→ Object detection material

══════════

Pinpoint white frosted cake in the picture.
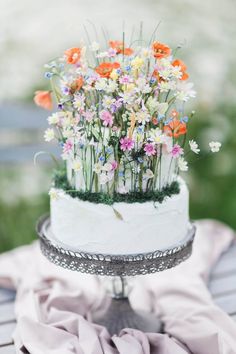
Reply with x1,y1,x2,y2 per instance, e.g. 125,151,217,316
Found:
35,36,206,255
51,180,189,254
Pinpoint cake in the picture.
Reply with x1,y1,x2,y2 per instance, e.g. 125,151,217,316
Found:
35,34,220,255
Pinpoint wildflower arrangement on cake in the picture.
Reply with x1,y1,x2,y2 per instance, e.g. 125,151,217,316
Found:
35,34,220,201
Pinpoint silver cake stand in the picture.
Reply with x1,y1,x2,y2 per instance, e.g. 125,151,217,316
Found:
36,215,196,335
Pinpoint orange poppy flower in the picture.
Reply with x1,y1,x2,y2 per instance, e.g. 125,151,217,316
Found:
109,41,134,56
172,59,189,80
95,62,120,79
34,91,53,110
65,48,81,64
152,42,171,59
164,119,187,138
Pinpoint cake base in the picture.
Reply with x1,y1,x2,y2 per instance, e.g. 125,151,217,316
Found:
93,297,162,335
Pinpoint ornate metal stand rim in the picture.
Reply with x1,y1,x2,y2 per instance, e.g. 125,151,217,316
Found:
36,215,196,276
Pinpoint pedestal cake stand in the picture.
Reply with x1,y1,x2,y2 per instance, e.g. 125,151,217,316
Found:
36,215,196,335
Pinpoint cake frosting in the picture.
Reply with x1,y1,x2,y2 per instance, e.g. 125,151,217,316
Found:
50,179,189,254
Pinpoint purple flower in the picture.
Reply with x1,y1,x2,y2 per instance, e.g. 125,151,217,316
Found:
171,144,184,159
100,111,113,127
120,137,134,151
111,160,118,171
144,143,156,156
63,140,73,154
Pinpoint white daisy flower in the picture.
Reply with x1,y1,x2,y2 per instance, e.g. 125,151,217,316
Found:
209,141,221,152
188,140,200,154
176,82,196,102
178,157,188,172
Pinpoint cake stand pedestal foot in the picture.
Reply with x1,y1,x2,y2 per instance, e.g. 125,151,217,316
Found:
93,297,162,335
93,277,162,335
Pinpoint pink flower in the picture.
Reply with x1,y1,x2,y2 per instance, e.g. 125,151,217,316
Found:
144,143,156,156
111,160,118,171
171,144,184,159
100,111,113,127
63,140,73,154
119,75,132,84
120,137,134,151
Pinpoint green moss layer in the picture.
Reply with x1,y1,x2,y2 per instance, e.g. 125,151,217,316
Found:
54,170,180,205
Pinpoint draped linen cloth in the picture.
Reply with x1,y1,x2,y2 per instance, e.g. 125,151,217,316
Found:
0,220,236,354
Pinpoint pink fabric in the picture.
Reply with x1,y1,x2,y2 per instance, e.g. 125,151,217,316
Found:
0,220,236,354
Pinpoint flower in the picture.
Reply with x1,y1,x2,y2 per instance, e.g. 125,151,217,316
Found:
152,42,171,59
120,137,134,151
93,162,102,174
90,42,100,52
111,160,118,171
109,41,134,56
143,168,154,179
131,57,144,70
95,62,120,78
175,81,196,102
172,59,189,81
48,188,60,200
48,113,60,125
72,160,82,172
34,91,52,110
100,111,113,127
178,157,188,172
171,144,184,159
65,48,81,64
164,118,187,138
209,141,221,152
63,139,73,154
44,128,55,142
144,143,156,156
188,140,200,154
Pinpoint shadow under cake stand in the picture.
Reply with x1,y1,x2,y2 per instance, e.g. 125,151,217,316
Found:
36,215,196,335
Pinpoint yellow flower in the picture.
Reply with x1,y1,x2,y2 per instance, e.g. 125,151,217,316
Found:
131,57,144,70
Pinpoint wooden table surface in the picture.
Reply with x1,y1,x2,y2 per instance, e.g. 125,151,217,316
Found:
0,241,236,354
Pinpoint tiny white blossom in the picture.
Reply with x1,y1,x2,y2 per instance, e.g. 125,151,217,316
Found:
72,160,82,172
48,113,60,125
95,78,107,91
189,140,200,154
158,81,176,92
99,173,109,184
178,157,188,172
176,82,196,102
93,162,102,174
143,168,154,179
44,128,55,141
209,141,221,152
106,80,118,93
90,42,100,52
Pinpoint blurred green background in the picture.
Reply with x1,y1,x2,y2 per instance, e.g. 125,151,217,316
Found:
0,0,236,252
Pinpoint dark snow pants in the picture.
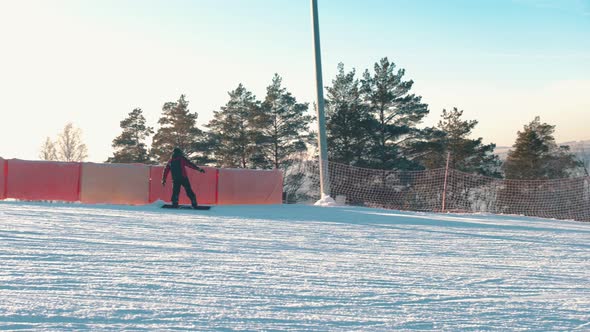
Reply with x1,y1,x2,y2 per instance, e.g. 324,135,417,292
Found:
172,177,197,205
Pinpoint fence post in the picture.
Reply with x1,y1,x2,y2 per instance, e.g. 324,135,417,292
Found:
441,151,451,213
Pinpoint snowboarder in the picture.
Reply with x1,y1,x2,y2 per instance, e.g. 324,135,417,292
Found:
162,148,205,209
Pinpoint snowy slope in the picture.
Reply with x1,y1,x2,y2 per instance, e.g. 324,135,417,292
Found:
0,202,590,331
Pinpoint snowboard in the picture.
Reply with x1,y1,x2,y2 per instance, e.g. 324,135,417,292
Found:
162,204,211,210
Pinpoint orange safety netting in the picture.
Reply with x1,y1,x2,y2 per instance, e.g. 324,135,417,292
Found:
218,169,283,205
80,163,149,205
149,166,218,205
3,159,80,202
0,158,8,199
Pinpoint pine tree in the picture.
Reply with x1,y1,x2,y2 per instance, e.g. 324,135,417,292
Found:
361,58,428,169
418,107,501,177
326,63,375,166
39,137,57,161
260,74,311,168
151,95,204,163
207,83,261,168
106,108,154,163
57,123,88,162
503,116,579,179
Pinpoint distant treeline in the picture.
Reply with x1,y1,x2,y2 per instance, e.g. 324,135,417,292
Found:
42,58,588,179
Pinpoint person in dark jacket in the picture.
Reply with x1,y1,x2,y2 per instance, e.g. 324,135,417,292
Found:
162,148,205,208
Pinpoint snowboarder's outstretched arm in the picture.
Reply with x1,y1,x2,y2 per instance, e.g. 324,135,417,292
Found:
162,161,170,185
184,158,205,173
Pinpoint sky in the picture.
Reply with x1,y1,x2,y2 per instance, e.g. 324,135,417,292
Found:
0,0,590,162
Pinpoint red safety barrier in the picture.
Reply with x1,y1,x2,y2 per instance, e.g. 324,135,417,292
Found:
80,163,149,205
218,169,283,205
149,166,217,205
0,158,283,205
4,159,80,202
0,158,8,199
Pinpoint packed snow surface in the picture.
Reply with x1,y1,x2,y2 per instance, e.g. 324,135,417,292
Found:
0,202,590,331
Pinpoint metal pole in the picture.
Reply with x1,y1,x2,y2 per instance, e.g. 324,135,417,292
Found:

══════════

→ Challenge
Pull out every line in the material above that contains the word "cake", matching case exactly.

→ Answer to this exercise
Pinpoint white frosted cake in the picture.
Pinpoint cake in the picture.
Pinpoint wildflower arrangement on cake in the picture.
Pinpoint silver cake stand in the picture.
Pinpoint cake base in the picture.
Pinpoint pedestal cake stand in the picture.
Pinpoint cake frosting in the picture.
Pinpoint cake stand pedestal foot in the picture.
Pinpoint shadow under cake stand in the picture.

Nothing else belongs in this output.